PROBLEM REQUIREMENTS:
Would you write out every entry exactly, but without the pictures?

RAW DATA:
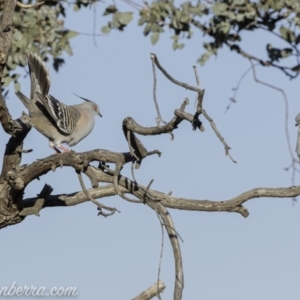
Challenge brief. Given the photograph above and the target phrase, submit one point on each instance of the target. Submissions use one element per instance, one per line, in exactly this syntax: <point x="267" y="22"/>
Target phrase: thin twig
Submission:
<point x="22" y="5"/>
<point x="116" y="185"/>
<point x="285" y="102"/>
<point x="100" y="206"/>
<point x="182" y="84"/>
<point x="158" y="118"/>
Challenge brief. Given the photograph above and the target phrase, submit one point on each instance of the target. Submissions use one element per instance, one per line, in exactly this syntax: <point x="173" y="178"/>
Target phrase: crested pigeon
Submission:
<point x="58" y="122"/>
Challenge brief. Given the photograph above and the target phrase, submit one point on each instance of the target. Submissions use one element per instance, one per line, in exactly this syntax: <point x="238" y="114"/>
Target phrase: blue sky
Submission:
<point x="225" y="256"/>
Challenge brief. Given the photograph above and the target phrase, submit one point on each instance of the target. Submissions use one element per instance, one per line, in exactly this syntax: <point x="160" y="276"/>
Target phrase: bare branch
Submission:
<point x="151" y="292"/>
<point x="182" y="84"/>
<point x="169" y="225"/>
<point x="22" y="5"/>
<point x="100" y="206"/>
<point x="159" y="118"/>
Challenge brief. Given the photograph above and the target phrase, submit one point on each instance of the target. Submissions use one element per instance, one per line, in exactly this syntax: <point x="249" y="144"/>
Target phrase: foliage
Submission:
<point x="223" y="23"/>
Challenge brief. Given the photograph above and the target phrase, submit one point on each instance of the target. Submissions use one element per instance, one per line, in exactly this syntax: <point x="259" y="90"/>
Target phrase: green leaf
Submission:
<point x="142" y="20"/>
<point x="6" y="81"/>
<point x="154" y="38"/>
<point x="124" y="18"/>
<point x="110" y="10"/>
<point x="17" y="86"/>
<point x="105" y="29"/>
<point x="287" y="34"/>
<point x="70" y="34"/>
<point x="219" y="8"/>
<point x="76" y="7"/>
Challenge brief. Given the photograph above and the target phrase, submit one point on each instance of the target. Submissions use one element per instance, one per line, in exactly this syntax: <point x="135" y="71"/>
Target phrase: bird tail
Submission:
<point x="39" y="75"/>
<point x="23" y="99"/>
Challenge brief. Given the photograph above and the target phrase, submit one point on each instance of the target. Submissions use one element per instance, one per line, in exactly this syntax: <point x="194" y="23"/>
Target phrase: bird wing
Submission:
<point x="23" y="99"/>
<point x="40" y="82"/>
<point x="65" y="117"/>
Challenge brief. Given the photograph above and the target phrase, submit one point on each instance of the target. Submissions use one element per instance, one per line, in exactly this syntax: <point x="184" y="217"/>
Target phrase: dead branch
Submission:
<point x="22" y="5"/>
<point x="151" y="292"/>
<point x="99" y="205"/>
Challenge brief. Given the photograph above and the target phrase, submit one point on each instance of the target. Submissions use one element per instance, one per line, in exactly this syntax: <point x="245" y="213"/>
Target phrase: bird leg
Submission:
<point x="58" y="148"/>
<point x="61" y="148"/>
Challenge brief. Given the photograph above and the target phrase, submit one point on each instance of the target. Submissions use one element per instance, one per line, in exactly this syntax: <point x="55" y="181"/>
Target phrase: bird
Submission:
<point x="297" y="119"/>
<point x="55" y="120"/>
<point x="276" y="54"/>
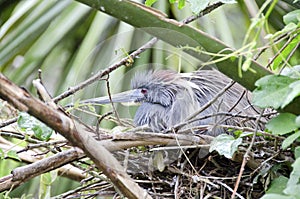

EXERCISE OUTPUT:
Challenge brief. Given the photograph above and the target phrase, submit one point on each instance of the target. Submissions use one element per instance, one per line, in exactly this syntax: <point x="267" y="22"/>
Target phrase: thin twig
Submission:
<point x="22" y="5"/>
<point x="116" y="185"/>
<point x="285" y="102"/>
<point x="100" y="206"/>
<point x="182" y="84"/>
<point x="158" y="118"/>
Challenge brief. Given the photograph above and the target phrase, submit one point on each instance of the target. Submissions use one element per instance, one per line, in exactly this syntax: <point x="173" y="178"/>
Target phrase: crested pigeon
Submission:
<point x="58" y="122"/>
Challenge brief. Given the photograph above and the target phrase, submit one point on each instance of the target. Submissions use one element per instance, one per line, in exactly this syntax: <point x="238" y="114"/>
Target phrase: blue sky
Submission:
<point x="225" y="256"/>
Challenge brief. Given the photograph above and the target phrase, submit one point on each instance of the target. Submissions use one element per instance, one per line, in exactly this syntax: <point x="160" y="276"/>
Target phrase: bare branch
Submission:
<point x="151" y="292"/>
<point x="182" y="84"/>
<point x="169" y="225"/>
<point x="22" y="5"/>
<point x="100" y="206"/>
<point x="159" y="118"/>
Challenge brief. Given the photograph above and the target phrase, submit one point on each instance of the target. Submissions use one element per instance, one per line, in exactly this syntax: <point x="249" y="144"/>
Target phrase: foliage
Submission:
<point x="223" y="23"/>
Challenge brief. Given the photograph above and the target phrase, submit one point on each instance of the target. Submissions use one element per instance, one per line, in exactly this syntax: <point x="259" y="90"/>
Target phrase: green leaf
Submission:
<point x="142" y="20"/>
<point x="6" y="81"/>
<point x="154" y="38"/>
<point x="124" y="18"/>
<point x="110" y="10"/>
<point x="17" y="86"/>
<point x="105" y="29"/>
<point x="287" y="34"/>
<point x="70" y="34"/>
<point x="219" y="8"/>
<point x="76" y="7"/>
Challenge brief. Given the photograph above and the target phrase, submit one point on each instance of the target. Submissions use one element per instance, one per line, in exactly this syntax: <point x="135" y="71"/>
Target phrase: bird tail
Submission:
<point x="39" y="75"/>
<point x="23" y="99"/>
Challenge brief. Given the photograph above and the target phrase, submit one point on each instance of the target. Submissions use one element per instance, one per line, in exactly this syntax: <point x="194" y="23"/>
Target phrase: bird wing
Submission:
<point x="23" y="99"/>
<point x="40" y="82"/>
<point x="65" y="117"/>
Challenge brief. Given the photograph above and the target phrase, submit one point on each instance of the target. Submissions use one element per instance, one per line, in exactly this syntax: <point x="184" y="217"/>
Target phrase: dead branch
Submission:
<point x="22" y="5"/>
<point x="151" y="292"/>
<point x="99" y="205"/>
Challenge brief. Given the photograph above and the target phrase, submit one point on each instance of the target. Submissions use one element per instance, one per line, in exactly this syntax: <point x="245" y="213"/>
Target phrase: bird leg
Submission:
<point x="58" y="148"/>
<point x="61" y="148"/>
Challenge brief. Given the photograph above and the target phrase, submit one point on each instance of the target. Submissions use one element per instance, one per line, in exactly this syntax: <point x="55" y="181"/>
Target phrase: bird
Submission:
<point x="297" y="119"/>
<point x="55" y="120"/>
<point x="276" y="54"/>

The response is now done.